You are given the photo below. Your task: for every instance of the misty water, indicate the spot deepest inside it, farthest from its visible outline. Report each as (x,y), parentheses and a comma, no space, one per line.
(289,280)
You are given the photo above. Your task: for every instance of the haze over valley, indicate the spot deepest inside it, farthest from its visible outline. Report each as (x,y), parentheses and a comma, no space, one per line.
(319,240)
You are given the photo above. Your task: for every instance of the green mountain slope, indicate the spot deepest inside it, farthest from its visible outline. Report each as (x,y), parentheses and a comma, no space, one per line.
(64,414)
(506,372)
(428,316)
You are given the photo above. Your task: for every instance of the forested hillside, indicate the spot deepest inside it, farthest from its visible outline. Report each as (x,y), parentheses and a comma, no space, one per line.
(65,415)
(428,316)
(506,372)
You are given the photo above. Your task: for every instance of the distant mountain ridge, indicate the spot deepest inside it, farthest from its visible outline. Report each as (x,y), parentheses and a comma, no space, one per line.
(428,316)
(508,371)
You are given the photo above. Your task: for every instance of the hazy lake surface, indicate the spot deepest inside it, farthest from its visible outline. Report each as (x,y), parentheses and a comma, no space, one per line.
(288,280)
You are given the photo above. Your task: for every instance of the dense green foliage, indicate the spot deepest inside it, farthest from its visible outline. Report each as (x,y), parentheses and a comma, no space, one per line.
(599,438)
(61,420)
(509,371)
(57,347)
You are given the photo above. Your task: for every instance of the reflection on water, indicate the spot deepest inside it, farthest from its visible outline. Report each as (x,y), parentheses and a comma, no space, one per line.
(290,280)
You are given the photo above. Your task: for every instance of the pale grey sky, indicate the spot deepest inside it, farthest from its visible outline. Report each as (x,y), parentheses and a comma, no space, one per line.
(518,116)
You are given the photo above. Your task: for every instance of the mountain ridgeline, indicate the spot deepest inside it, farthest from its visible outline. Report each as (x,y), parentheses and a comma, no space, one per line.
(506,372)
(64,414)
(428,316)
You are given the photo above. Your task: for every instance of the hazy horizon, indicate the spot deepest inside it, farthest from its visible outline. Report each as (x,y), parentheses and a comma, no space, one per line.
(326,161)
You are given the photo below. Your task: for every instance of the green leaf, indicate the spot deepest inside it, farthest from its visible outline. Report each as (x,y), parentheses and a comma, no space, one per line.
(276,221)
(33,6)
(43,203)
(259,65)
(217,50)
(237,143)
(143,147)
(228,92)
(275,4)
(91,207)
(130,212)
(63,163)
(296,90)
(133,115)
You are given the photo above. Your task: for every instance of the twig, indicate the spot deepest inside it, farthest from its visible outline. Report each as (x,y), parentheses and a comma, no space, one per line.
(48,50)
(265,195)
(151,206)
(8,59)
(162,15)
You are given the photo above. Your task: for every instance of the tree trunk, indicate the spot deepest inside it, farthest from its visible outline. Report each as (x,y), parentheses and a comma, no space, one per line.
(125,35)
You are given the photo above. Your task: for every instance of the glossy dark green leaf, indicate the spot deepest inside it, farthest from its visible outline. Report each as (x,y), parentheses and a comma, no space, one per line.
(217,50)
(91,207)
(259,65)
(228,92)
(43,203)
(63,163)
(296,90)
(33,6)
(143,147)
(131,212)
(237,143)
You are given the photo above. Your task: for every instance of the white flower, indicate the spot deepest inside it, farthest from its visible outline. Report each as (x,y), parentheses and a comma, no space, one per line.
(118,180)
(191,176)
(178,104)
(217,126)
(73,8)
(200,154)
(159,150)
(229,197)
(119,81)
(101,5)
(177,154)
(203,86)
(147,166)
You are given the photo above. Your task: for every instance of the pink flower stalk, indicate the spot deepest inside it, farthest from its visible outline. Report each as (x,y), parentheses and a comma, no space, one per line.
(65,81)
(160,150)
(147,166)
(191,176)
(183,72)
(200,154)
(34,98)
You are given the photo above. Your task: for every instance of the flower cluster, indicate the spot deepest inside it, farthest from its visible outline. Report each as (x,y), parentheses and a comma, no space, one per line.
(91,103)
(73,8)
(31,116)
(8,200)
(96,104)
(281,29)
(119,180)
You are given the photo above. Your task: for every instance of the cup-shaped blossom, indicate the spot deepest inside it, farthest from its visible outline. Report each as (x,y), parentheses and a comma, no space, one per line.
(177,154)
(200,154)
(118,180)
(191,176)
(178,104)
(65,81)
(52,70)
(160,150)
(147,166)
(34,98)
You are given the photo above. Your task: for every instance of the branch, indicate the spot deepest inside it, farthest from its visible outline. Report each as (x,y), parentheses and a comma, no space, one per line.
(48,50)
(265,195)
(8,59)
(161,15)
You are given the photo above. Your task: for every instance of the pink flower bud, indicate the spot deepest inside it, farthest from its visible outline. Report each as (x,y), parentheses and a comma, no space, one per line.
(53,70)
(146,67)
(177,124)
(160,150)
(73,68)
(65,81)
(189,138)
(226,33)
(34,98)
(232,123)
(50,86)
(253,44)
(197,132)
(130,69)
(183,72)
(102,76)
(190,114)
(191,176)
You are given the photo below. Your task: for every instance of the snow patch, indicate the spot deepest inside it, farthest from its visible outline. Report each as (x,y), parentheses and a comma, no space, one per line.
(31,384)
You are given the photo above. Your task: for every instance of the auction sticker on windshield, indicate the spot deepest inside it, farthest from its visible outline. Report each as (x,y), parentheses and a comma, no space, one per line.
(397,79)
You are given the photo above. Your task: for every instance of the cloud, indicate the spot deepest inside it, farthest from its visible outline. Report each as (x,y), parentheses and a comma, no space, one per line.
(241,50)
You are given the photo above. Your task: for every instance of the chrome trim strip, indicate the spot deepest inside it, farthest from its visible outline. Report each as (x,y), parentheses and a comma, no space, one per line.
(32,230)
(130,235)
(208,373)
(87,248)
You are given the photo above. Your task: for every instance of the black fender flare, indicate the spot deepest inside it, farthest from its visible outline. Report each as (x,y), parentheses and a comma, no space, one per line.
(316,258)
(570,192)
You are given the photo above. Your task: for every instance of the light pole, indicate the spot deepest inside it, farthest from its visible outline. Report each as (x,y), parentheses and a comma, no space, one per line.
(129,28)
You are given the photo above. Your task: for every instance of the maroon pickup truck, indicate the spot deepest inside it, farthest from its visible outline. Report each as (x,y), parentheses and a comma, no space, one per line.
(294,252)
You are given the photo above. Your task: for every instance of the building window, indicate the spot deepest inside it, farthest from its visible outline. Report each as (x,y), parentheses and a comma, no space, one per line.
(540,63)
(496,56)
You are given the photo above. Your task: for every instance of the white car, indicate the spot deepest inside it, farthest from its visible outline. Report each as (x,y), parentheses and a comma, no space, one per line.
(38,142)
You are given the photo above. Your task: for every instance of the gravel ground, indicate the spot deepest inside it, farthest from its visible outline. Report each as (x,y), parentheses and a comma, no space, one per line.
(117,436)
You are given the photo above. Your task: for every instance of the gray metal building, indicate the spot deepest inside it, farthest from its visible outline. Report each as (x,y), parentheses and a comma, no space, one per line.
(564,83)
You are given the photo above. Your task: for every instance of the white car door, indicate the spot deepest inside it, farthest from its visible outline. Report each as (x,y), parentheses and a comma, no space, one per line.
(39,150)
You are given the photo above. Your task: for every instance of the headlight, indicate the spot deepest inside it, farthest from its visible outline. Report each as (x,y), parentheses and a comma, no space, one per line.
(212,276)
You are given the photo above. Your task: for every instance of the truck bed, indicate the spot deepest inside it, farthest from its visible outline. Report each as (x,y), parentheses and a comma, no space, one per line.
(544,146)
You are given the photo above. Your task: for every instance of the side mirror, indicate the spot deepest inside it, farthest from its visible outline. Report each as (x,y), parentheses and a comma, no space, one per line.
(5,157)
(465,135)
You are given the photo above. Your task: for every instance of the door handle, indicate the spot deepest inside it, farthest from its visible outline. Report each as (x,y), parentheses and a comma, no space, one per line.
* * * * *
Each line of the material above must be reproduced exactly.

• Answer to this task
You are given the photo below. Your task: for every instance of the misty water, indicate the spot deepest inside it, farthest from its visible outline. Report each as (x,y), parentheses and a comma, no space, one per line.
(289,280)
You are given the photo above. Your task: for every instance of the haze over valley, indicate the spot deepest inside it, farthest from its visible outline. Report each as (x,y), parentheses and a comma, no space, one per line.
(319,240)
You are given the photo above. Your task: for every instance of the green mountain slope, indicate the spot deepest inside it, farthest from its visible outline. Report each as (x,y), parentheses and a comma, no space, one per line.
(64,414)
(506,372)
(428,316)
You are given the photo above. Your task: for every instance of the forested hillside, indicate the spot deepest inside it, farthest from its visible outline. Report each as (x,y), parentheses and a comma, no space, one per line.
(65,415)
(428,316)
(506,372)
You are given the photo above. Your task: for every instance of the distant mountain ridge, indicate the spot deepest inside it, farthest from its visible outline. Report each as (x,y), parentheses and a comma, no space, one per line.
(428,316)
(508,371)
You are given the photo above. Your task: for every instance of the hazy lake surface, indicate the spot deepest inside it, farthest from its visible outline. Report each as (x,y), parentheses and a comma, no space, one per line.
(288,280)
You are given the photo above. Your task: for every instance of the dense green foliage, indicate the spot deepest inside it, farthest from its visible outline. Report each as (x,y), parentheses and a comma, no space, one per line.
(599,438)
(61,420)
(509,371)
(57,347)
You are given the photo above. Your task: for every instance of the reflection on water, indicate the spot deepest inside it, farthest from its visible outline. Report each as (x,y), parentheses and a comma, no space, one per line.
(290,280)
You are given the photo above. Your task: for every instance of the pale grey sky, indicate the spot deepest inside it, farthest from its visible outline. Report each as (x,y), parentheses and a comma, no space, one per line.
(518,116)
You are given the photo above. Your task: for every instance of the mountain ridgeline, indicate the spot deepest inside it, farthest from its visible outline. Report each as (x,y), parentheses and a comma, no space, one per line.
(506,372)
(64,414)
(428,316)
You are given the photo above. Your task: for every instance of the hazy horizon, indicate the spot deepest inside it, farthest from its visible outline. Report each as (x,y), parentheses and a comma, no space, one per line.
(326,161)
You are given the photo below. Your task: for every instance of the green leaf, indicate the spot deepest inside it, farthest from its visible outline. Report each as (x,y), parentheses and a comma, no space, one per line.
(276,221)
(33,6)
(43,203)
(259,65)
(217,50)
(237,143)
(143,147)
(228,92)
(275,4)
(91,207)
(130,212)
(63,163)
(296,90)
(133,115)
You are given the photo above. Your task: for every instance of the twig, indicate the spot deepest inside it, farthest from its visible outline. Report each as (x,y), parentheses and a comma, no space, one per line.
(48,50)
(265,195)
(151,206)
(8,59)
(162,15)
You are given the photo above. Your task: for every instance of the tree trunk, indicate the spot deepest inside it, farthest from its visible outline. Report each as (x,y), parentheses and a comma, no space, one per line.
(125,35)
You are given the photo above. Your task: for every instance of the glossy dark green leaf, indicate the spot deepest inside it, farthest from its visible outline. Report each as (x,y), parentheses and a comma, no space, one per line.
(217,50)
(91,207)
(259,65)
(228,92)
(43,203)
(63,163)
(296,90)
(33,6)
(143,147)
(131,212)
(237,143)
You are given the photo above. Your task: for every instance of the white flower, indicate the spot deepest inside it, farthest from its visible outline. Report each as (x,y), parentheses and a comma, no space, one per line.
(118,180)
(191,176)
(178,104)
(217,126)
(73,8)
(200,154)
(159,150)
(229,197)
(119,81)
(101,5)
(177,154)
(203,86)
(147,166)
You are given the photo above. Your task: for every instance of the pink flower stalk, indicate the spot deepest inside it, farthest from its visible outline. Report each as (x,y), parentheses and a comma, no space, one per line.
(65,81)
(160,150)
(147,166)
(191,176)
(183,72)
(200,154)
(34,98)
You are given the photo above. Your task: for every instance of the flower cluster, indicate the spot deepest inside it, farthest from its visible outline. Report each as (x,y), parentheses and a comma, no space, one per line.
(91,103)
(73,8)
(31,116)
(8,200)
(96,104)
(281,29)
(119,180)
You are given the photo above. Your task: for every instance of the cup-shaped blossom, indicate the spot deepest inside it, farthest from its visible outline. Report each as (x,y), parentheses and a comma, no space, one per line.
(177,154)
(200,154)
(118,180)
(191,176)
(178,104)
(65,81)
(52,70)
(160,150)
(147,166)
(34,98)
You are given the photo above. Your task: for every instance of the branch, indicate the spot deepest inside it, farthest from its visible outline. Report each as (x,y), parentheses and a comma, no space, one per line.
(48,50)
(265,195)
(8,59)
(161,15)
You are given the photo above. Your task: for every instance of the pink flower bud, indicate the spot deepest inside it, farthest from its visible outline. Report each as (x,y), parentheses and a comma, no space, one per line.
(53,70)
(146,67)
(177,124)
(160,150)
(73,68)
(65,81)
(189,138)
(226,33)
(34,98)
(232,123)
(50,86)
(253,44)
(197,132)
(130,69)
(183,72)
(102,76)
(190,114)
(191,176)
You are given the photo below. Your task: for every instance of the snow patch, indicate the spot deepest inside it, farthest from its visible outline. Report each as (x,y), parentheses and a comma, no space, one per line.
(31,384)
You are given the photo above. Your task: for every instance of the auction sticker on windshield, indicate the spot deepest inside it, farthest from its visible outline. Report each as (x,y), parentheses and a comma, no space, one per line.
(397,79)
You are given the photo above. Your task: for every instance of the cloud, indicate the spot deepest inside it, farthest from its visible outline. Report each as (x,y), parentheses and a comma, no space, one per line.
(241,50)
You are given the photo above. Your task: for every instance of the chrome trim strip, indicate the spot deepest inside it, farthest from its visible outline. Report each as (x,y), parentheses and a comma, no space, one per line.
(32,230)
(130,235)
(208,373)
(87,248)
You are given the photo above. Your task: for every instance of the black fender flare, indicate the spot deepest inside it, farthest from its visible outline. Report each as (x,y), parentheses and a comma, no space, one per line.
(316,258)
(570,192)
You are given the photo above. Your task: for every instance of the light pole, indicate the spot deepest inside it, farthest from its visible outline. Report each as (x,y), parentheses and a comma, no space, one per line.
(129,28)
You are given the photo above. Your task: for every instance of the maroon pickup truck, indicate the spot deepest inside it, farthest from its visible outline. Report each as (x,y), parentheses and a comma, no space, one per line.
(294,252)
You are given the photo above. Your task: for every instance of the building window, indicate the spot deepest inside it, farthest from its visible outline. Report each as (x,y), parentheses and a comma, no space, one per line.
(540,63)
(496,56)
You are given the photo above. Your task: for every instance of the white car, indicate the spot deepest inside it, farthest from its visible outline. Report each as (x,y), parentheses and a comma, no space, one per line.
(38,142)
You are given the photo above. Your task: for every instance of the gravel ground, indicate the spot deepest inside it, farthest from its visible outline. Report each as (x,y), parentheses and a comma, no space, one per line.
(117,436)
You are given the photo above. Your task: for every instance of the gray metal building, indicate the spot deepest inside it, farthest from its visible outline. Report each as (x,y), parentheses and a comma, no space, one per line.
(564,83)
You are given the photo above. Your task: for every instance of the white car door, indicate the spot deepest inside it, farthest from its visible outline. Report each as (x,y), parentheses and a comma, no space, one per line.
(39,150)
You are given the photo above. Your task: for every instance of the headlight, indicate the spot deepest inside it, farthest from its visible outline. Report each as (x,y), parentheses and a comma, no space, one per line.
(212,276)
You are given the photo above. Your task: for every instance of the truck bed, indicate the spot deepest inside it, farthest from its visible outline. Report each as (x,y), parentheses and a comma, no space, one per line.
(544,146)
You are given the photo above. Your task: for every instance of the side mirror, indicate the spot deepest inside it, farthest from its visible outline. Report each as (x,y), parentheses and a comma, no space, one per line.
(5,157)
(465,135)
You are given the photo above. Your task: for every instance of the door handle, indicate the spot deepest inside it, farthest from its visible outline. Report each as (x,y), parentheses and a comma, no space, one per line.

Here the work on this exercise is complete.